Description of the task:
Please write out the material below exactly as given.

--------------------

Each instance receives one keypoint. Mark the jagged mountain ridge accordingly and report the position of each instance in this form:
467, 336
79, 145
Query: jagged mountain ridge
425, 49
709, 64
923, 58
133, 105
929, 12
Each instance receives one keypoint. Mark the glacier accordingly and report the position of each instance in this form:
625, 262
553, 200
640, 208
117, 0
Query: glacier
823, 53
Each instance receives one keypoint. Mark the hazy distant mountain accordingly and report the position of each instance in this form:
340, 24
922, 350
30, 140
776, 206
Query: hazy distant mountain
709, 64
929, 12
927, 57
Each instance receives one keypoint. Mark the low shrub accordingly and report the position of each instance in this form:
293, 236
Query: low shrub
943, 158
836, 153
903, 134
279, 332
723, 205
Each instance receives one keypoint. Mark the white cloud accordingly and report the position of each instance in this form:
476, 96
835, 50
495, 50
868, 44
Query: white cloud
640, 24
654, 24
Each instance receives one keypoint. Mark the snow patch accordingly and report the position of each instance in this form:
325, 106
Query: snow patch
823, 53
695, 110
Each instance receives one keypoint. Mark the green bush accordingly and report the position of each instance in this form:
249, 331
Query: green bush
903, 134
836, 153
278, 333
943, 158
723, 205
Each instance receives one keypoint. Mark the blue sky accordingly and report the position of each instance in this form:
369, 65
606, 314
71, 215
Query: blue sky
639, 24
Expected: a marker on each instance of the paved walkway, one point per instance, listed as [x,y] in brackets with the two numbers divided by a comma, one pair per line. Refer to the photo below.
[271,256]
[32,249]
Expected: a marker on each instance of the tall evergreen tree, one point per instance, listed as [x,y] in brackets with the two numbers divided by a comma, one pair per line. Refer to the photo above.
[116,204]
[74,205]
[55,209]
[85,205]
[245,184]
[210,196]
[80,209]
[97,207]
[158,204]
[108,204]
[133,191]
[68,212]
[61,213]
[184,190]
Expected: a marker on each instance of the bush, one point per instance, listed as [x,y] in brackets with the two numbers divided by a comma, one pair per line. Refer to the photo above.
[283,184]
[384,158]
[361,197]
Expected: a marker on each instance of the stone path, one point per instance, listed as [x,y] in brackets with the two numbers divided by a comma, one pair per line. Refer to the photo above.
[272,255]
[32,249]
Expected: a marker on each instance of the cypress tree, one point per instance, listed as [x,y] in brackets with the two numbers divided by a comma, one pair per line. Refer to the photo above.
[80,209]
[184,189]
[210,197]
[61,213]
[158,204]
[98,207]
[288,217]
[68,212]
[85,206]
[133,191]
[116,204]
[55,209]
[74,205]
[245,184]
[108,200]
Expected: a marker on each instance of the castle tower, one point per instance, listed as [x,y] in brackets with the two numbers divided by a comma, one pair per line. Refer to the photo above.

--------------------

Answer to the exercise:
Each instance receives one keypoint. Mark the jagged mountain ridge accordingly and report the position of each instance in this form:
467, 336
79, 145
Query: jagged mountain ridge
425, 49
709, 64
923, 58
133, 105
929, 12
Each instance receives one keypoint. Mark the glacier accordingly and report the position of each instance in this form:
625, 262
553, 200
640, 208
117, 0
Query: glacier
823, 53
Each instance receives one keypoint. Mark the hazy distant mountain accordingly and report the position of each instance in this form:
340, 24
922, 350
30, 140
776, 206
Query: hazy distant mountain
709, 64
929, 12
927, 57
Each instance receives one keypoint. Mark the low shrub accordingly and report the position of each instance in this form:
293, 236
Query: low shrub
943, 158
836, 153
903, 134
279, 332
723, 205
Each instance receives one keypoint. Mark the white cloud accordingly and report the position of each instance in this form:
476, 96
835, 50
495, 50
868, 44
Query: white cloud
640, 24
654, 24
Each instance receives one keypoint. Mark the snow patch accordingly and report the position of each instance in this form:
325, 106
Query: snow patch
823, 53
695, 110
Each instance receives one keypoint. Mark the green bush accordingly and report the position of each instance in this form:
249, 331
Query: green bush
903, 134
836, 153
278, 333
943, 158
723, 205
Each instance receives one keypoint. Mark the blue sky accordingly and report the position of each instance in this form:
369, 65
606, 314
71, 215
Query: blue sky
639, 24
Expected: a marker on each instance of the paved walkway, one point per instance, listed as [x,y] in brackets with the two numbers divided by a comma, one pair per line. Refer to the photo below.
[271,256]
[32,249]
Expected: a marker on each instance of the tall evergreen tree, one point per instance, listed as [x,y] in brackets with the two numbers divided by a comma, one pair per line. Refer to the photo above.
[116,204]
[74,205]
[55,209]
[85,205]
[245,184]
[210,196]
[80,209]
[97,207]
[158,204]
[108,204]
[133,191]
[68,212]
[61,213]
[184,190]
Expected: a marker on each instance of the bush, one point per instance, listed as [x,y] in brackets with the two numbers divided by a comma, one pair per line. Refer to the photo above.
[283,184]
[384,158]
[361,197]
Expected: a marker on each instance of the stone path, one point per instance, listed as [x,y] in brackets with the two numbers divided by a comma, one pair per line. Refer to the photo above.
[272,255]
[32,249]
Expected: a marker on each instance of the cypress tree, one point per instance, listed as [x,y] in brackets with the two numbers divided by a comma, one pair per line. Refer to the photo above.
[80,209]
[184,189]
[210,197]
[61,213]
[158,204]
[98,207]
[288,217]
[68,212]
[85,206]
[133,191]
[116,204]
[55,209]
[74,205]
[245,184]
[108,200]
Expected: a marker on each instance of the castle tower, one point per instance, listed as [x,y] in brackets with the two numbers divided by a comma, one pair per line. Refer to the photo above.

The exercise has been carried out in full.